#### RECORDED DATA

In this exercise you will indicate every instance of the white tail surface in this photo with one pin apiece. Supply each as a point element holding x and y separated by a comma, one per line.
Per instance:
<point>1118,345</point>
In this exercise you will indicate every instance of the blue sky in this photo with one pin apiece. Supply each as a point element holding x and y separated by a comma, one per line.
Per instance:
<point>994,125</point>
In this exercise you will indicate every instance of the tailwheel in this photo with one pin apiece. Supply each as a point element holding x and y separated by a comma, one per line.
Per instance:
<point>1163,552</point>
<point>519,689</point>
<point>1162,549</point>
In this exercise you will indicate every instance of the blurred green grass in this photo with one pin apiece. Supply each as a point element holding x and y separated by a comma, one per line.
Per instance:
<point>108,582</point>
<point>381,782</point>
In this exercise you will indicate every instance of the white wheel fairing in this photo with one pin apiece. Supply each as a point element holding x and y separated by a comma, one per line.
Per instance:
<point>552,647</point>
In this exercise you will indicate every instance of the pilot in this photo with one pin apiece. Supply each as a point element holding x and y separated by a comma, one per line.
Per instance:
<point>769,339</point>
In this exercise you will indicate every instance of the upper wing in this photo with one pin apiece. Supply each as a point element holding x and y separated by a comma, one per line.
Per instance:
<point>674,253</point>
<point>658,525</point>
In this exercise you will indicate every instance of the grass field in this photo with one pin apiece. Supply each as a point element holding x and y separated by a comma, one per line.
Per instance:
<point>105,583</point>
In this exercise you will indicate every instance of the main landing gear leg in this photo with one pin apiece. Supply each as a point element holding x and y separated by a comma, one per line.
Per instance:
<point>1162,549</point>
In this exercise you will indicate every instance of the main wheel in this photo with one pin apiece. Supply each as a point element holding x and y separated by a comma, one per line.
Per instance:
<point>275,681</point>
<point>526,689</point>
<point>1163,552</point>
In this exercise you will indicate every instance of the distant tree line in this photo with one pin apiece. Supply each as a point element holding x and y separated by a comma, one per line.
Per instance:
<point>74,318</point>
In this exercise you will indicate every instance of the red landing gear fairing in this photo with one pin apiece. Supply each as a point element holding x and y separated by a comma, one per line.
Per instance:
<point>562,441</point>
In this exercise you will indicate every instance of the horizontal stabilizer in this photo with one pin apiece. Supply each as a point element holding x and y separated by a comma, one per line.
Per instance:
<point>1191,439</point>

########
#### RECORDED DATA

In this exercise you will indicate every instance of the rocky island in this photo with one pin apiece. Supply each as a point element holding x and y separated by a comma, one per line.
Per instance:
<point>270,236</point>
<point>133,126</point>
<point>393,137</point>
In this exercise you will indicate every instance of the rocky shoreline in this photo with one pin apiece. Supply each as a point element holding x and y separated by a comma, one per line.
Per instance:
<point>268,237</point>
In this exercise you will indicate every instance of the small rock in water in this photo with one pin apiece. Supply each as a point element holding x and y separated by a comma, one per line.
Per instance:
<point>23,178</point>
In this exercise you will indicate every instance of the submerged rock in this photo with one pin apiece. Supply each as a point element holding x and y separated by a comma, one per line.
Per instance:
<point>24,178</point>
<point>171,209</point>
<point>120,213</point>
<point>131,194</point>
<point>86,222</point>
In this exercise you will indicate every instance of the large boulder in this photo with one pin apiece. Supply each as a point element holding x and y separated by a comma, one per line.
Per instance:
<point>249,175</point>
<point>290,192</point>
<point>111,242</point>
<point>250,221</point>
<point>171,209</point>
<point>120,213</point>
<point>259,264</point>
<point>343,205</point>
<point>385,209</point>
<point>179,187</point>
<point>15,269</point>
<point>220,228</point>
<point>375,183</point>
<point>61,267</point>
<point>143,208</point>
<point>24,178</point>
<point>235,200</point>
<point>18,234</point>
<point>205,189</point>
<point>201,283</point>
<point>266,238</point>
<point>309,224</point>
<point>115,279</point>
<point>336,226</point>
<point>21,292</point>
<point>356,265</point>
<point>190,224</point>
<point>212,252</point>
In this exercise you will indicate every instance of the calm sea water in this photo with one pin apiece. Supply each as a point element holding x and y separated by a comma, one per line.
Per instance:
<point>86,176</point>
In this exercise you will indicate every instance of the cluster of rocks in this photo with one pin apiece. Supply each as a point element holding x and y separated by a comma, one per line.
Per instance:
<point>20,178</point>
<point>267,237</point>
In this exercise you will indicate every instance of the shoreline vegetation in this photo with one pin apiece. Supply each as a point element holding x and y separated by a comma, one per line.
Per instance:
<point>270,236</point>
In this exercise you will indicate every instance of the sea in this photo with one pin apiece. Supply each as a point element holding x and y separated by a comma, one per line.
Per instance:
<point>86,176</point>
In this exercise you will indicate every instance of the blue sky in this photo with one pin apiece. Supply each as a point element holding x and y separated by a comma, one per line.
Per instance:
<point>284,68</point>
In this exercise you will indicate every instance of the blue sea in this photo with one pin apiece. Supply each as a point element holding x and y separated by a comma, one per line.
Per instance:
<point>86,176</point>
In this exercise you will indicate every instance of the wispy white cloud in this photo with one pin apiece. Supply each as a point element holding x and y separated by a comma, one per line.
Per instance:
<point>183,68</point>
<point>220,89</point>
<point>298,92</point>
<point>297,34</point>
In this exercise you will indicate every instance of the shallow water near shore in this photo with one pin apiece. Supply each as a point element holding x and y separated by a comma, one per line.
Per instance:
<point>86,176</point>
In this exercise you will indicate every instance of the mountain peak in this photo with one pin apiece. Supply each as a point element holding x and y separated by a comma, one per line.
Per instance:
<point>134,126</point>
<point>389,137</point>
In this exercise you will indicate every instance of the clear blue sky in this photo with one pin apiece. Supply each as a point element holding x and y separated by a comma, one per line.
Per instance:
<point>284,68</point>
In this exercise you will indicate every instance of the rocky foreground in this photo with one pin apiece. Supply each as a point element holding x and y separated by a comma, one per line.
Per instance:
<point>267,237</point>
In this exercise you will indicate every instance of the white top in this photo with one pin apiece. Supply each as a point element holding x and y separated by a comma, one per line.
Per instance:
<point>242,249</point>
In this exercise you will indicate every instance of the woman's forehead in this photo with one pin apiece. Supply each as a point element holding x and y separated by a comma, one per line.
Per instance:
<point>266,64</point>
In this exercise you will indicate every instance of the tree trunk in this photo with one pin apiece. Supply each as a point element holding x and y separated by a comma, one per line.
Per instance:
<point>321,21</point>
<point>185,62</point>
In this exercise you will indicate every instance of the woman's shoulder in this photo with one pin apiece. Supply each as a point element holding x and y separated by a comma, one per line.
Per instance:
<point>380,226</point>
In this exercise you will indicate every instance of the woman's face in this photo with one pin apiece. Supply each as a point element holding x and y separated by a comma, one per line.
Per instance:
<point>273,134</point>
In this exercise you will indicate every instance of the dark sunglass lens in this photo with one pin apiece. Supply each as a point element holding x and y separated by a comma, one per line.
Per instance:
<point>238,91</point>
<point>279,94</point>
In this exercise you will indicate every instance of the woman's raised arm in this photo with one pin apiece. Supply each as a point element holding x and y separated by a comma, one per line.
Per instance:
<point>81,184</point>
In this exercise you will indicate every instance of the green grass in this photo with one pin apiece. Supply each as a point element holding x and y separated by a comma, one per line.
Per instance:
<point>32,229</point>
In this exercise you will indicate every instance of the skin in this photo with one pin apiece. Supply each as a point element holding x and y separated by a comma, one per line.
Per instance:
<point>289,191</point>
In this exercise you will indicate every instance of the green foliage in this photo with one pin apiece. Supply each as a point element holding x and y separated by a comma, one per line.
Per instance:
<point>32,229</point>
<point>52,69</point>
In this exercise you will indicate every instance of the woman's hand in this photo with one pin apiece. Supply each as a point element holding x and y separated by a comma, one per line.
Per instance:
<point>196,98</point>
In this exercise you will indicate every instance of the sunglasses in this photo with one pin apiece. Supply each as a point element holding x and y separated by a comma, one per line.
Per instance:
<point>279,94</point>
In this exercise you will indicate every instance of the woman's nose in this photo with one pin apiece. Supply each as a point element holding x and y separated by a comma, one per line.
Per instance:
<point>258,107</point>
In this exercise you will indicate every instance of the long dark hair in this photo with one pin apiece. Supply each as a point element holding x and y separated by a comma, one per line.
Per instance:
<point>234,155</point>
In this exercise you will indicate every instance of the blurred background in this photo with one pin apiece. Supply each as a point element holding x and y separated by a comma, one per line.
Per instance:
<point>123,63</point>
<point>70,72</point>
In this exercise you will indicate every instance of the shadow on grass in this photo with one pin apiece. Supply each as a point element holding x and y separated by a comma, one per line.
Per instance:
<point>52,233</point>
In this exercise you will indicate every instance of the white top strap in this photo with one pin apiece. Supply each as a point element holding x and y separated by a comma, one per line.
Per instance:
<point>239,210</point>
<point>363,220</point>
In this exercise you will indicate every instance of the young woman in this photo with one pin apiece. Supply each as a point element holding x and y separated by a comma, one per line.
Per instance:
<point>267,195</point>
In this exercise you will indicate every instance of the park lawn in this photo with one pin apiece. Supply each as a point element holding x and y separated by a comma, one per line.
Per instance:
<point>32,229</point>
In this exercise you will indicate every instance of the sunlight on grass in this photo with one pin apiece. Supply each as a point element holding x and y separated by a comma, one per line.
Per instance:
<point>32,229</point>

########
#### RECORDED DATA

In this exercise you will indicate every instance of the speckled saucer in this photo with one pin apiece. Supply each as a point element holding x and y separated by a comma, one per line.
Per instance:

########

** REQUEST **
Rewrite the stretch from the line containing "the woman's nose" through the line containing "<point>70,72</point>", putting "dark hair" in place of "long dark hair" and leaving everything else unchanged.

** FULL RESPONSE **
In this exercise you will indicate every instance of the woman's nose in this photo with one pin apiece. Supply each as a point element holding x and y separated by a comma, one per line.
Per instance:
<point>258,107</point>
In this exercise you will indicate every instance of the dark hair in this photo with one pin apiece. Supply each as a point element holding x and y separated by a comma, one per line.
Per instance:
<point>234,155</point>
In this exercise you will indicate every instance of the blurred background in this photo with one pin apiece. Supply each as a point element holding x and y separated by a comma, one per line.
Per instance:
<point>123,63</point>
<point>70,72</point>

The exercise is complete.